WORK TO BE COMPLETED: Reproduce, unchanged and with nothing else, the lines of the records below that begin at the line containing "the gilded wall" and run through the line containing "[688, 1071]", both of those lines included.

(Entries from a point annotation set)

..............................

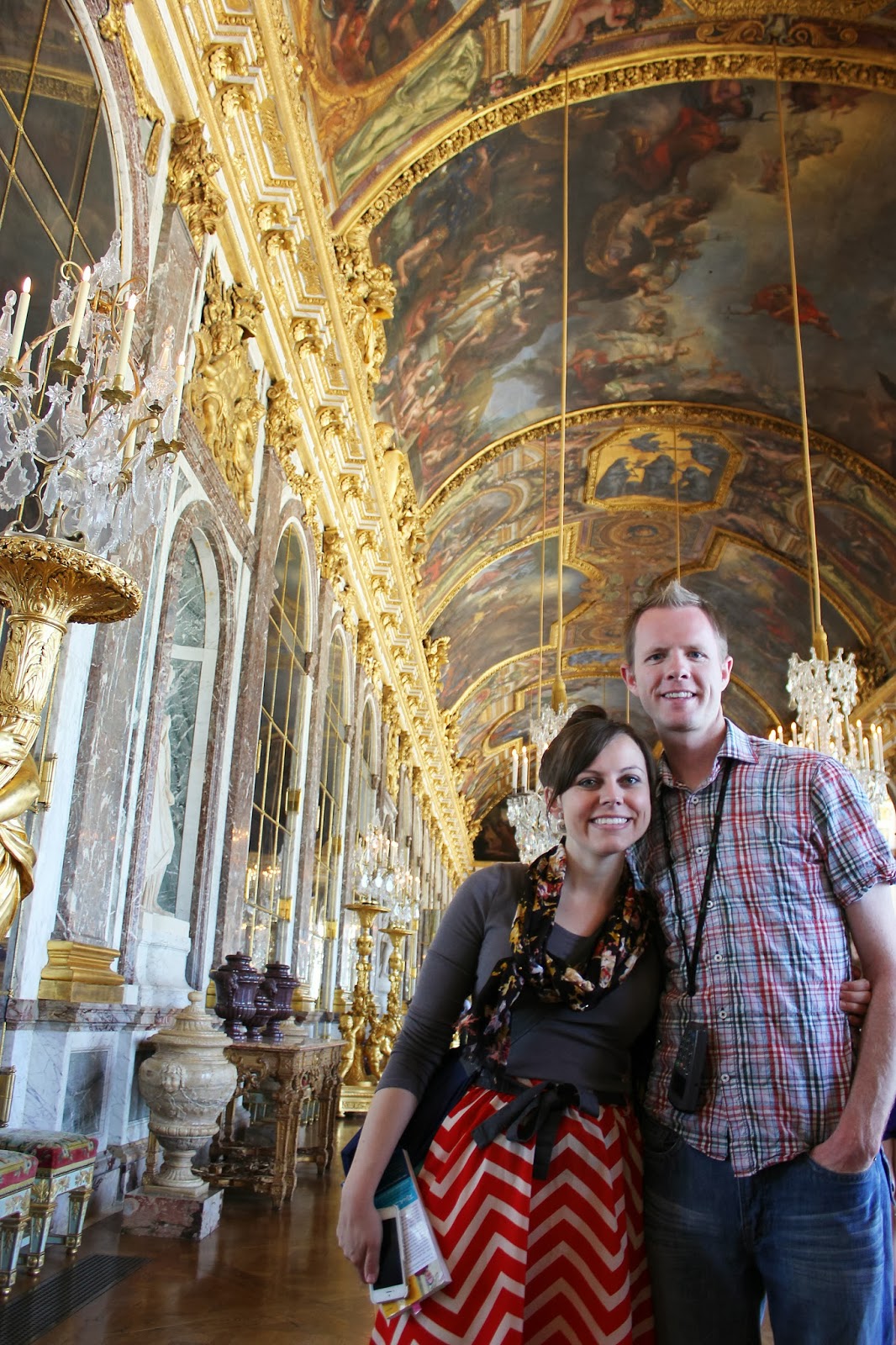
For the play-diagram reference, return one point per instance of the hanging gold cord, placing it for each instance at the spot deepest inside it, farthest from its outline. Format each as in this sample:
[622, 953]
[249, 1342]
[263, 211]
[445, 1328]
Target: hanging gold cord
[820, 639]
[677, 506]
[559, 696]
[541, 605]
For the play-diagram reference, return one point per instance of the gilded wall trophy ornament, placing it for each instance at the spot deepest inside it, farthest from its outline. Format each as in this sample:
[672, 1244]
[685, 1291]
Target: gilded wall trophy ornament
[372, 296]
[224, 390]
[192, 171]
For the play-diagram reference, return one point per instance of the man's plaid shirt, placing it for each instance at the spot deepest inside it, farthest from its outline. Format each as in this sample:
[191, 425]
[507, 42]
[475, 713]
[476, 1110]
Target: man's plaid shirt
[797, 847]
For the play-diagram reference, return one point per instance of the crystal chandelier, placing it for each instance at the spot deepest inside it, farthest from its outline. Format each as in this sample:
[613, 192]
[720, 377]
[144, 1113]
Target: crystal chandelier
[824, 690]
[87, 437]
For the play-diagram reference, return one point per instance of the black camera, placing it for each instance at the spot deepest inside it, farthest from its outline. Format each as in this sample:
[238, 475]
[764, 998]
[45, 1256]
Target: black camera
[688, 1071]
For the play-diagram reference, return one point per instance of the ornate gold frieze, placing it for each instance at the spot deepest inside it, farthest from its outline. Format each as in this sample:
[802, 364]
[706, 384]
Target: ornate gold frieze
[275, 140]
[224, 393]
[113, 27]
[602, 78]
[192, 171]
[654, 414]
[225, 61]
[333, 558]
[80, 973]
[372, 296]
[284, 428]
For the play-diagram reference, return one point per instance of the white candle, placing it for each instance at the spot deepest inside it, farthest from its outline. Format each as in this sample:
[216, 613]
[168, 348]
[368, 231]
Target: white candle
[127, 333]
[22, 313]
[81, 307]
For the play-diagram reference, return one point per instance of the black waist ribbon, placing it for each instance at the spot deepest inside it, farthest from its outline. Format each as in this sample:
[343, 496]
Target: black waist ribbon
[535, 1111]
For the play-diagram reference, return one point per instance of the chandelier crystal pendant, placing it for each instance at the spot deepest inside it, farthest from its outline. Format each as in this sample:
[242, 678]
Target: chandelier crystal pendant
[824, 692]
[87, 439]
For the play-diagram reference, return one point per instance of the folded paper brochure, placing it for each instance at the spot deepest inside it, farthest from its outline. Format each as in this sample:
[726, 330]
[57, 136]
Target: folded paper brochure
[423, 1263]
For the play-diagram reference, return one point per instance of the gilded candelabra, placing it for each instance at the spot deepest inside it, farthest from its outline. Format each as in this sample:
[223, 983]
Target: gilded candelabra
[360, 1026]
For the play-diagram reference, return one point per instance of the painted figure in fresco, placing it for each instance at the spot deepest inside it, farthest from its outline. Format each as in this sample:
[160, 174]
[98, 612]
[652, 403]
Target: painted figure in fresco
[372, 37]
[656, 166]
[430, 93]
[777, 300]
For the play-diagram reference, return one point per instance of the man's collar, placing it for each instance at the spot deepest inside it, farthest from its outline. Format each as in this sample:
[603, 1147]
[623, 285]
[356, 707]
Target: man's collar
[736, 746]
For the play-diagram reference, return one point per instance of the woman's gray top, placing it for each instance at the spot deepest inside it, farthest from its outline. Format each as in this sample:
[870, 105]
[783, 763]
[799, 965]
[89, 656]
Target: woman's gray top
[587, 1048]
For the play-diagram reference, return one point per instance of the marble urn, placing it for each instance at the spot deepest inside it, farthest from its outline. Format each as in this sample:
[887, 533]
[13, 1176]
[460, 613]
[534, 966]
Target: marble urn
[187, 1082]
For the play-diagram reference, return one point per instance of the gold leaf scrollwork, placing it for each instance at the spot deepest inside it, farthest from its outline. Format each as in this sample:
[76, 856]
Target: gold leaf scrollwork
[372, 298]
[224, 390]
[192, 171]
[113, 27]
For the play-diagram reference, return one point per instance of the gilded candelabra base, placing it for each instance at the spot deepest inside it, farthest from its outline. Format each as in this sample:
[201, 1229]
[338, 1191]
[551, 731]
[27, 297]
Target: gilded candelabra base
[44, 585]
[360, 1026]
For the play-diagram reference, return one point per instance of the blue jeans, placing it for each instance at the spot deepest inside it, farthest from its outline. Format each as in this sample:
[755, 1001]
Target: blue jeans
[817, 1244]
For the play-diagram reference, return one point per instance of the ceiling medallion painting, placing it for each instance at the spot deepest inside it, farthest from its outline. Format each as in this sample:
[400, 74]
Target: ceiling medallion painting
[661, 468]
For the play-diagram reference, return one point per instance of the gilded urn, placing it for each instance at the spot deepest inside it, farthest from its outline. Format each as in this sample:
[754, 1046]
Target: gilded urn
[187, 1082]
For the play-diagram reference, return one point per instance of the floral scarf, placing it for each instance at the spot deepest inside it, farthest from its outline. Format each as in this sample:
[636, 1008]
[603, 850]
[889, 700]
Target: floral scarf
[619, 945]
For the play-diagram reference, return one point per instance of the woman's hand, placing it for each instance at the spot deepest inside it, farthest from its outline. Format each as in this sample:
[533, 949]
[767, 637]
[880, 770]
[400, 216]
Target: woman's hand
[360, 1232]
[855, 999]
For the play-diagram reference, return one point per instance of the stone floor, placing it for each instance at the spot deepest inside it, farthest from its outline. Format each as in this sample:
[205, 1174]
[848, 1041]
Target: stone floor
[261, 1277]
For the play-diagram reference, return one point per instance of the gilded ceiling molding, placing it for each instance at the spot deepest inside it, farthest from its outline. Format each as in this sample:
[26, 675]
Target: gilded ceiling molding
[192, 171]
[222, 394]
[306, 333]
[113, 27]
[333, 558]
[370, 298]
[284, 425]
[678, 414]
[683, 64]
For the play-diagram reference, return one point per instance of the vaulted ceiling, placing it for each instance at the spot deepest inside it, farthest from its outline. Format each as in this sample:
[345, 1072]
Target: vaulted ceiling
[440, 127]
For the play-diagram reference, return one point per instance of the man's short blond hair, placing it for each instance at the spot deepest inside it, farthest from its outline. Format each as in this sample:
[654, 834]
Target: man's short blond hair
[674, 595]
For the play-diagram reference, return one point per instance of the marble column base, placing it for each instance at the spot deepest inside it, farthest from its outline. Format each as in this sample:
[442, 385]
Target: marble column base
[154, 1212]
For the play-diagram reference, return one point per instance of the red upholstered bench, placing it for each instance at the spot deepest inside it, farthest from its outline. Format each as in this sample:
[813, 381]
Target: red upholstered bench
[64, 1165]
[17, 1181]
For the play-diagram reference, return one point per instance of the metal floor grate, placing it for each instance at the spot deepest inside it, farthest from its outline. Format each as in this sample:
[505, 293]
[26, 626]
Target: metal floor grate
[31, 1316]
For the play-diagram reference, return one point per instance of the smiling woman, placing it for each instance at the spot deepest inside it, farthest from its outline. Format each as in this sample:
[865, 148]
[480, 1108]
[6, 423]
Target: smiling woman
[560, 965]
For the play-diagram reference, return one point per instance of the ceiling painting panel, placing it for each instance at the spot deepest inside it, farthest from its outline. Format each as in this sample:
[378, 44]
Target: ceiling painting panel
[678, 271]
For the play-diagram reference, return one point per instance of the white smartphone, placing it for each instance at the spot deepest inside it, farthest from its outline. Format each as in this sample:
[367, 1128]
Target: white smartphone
[390, 1277]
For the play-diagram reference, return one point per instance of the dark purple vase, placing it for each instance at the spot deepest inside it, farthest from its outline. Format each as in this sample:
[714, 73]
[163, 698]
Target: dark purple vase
[279, 986]
[235, 988]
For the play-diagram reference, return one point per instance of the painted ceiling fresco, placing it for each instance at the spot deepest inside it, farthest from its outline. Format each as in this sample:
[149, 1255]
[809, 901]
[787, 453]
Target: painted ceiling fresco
[683, 439]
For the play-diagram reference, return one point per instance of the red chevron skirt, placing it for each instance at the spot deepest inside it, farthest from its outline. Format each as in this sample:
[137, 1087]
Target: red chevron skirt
[533, 1262]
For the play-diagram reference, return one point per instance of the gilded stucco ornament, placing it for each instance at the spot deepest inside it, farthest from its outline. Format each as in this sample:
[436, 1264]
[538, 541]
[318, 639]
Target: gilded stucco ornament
[192, 171]
[306, 334]
[436, 654]
[372, 298]
[284, 430]
[333, 556]
[113, 27]
[224, 390]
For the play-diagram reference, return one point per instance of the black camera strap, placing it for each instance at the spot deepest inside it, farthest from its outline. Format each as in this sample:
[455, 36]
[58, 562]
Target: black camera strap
[693, 958]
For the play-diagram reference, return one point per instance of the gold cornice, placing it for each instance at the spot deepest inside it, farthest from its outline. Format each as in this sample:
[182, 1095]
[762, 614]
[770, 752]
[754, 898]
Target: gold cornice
[681, 414]
[678, 64]
[114, 26]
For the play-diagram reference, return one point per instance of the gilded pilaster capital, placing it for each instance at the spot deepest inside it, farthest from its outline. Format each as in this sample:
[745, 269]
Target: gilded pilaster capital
[192, 171]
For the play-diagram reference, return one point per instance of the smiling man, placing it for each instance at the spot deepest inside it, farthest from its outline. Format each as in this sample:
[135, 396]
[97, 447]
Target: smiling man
[763, 1176]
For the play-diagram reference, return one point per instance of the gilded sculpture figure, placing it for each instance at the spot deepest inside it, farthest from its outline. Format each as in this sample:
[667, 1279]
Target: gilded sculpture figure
[224, 390]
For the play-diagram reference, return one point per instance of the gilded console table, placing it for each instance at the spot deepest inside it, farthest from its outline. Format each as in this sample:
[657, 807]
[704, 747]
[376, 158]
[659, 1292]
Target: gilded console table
[284, 1109]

..............................

SOLUTION TO THIS PROBLEM:
For the play-diagram reference, return one point per instance of the gilded wall trophy ornament, placing it for each instance at the spot deepest inside it, farthest from its outline. Format each as in this sample:
[672, 1244]
[685, 1291]
Target: gilded wall trophy ornament
[372, 296]
[224, 390]
[192, 171]
For the play-diagram reference, return one point per instance of the man's plaid shirt, placing it for each instance at the spot deepest inside it, farthest from its outline. Format each as in this sample:
[191, 425]
[507, 42]
[475, 713]
[476, 1110]
Target: man's plaid shirt
[797, 847]
For the play-diagram reference, return one point per instance of the crystal chandelier, placing it for each instance at the spot deepest inside it, farthest from its outline. Format each as in this sample:
[613, 192]
[720, 377]
[144, 1113]
Target: crystal chandelier
[824, 690]
[87, 437]
For the play-diagram reference, return one point per instance of the black camera, placing it for each instance at the spot deepest inside it, farthest from its outline. Format each as in this sample:
[238, 475]
[764, 998]
[45, 1256]
Target: black camera
[688, 1071]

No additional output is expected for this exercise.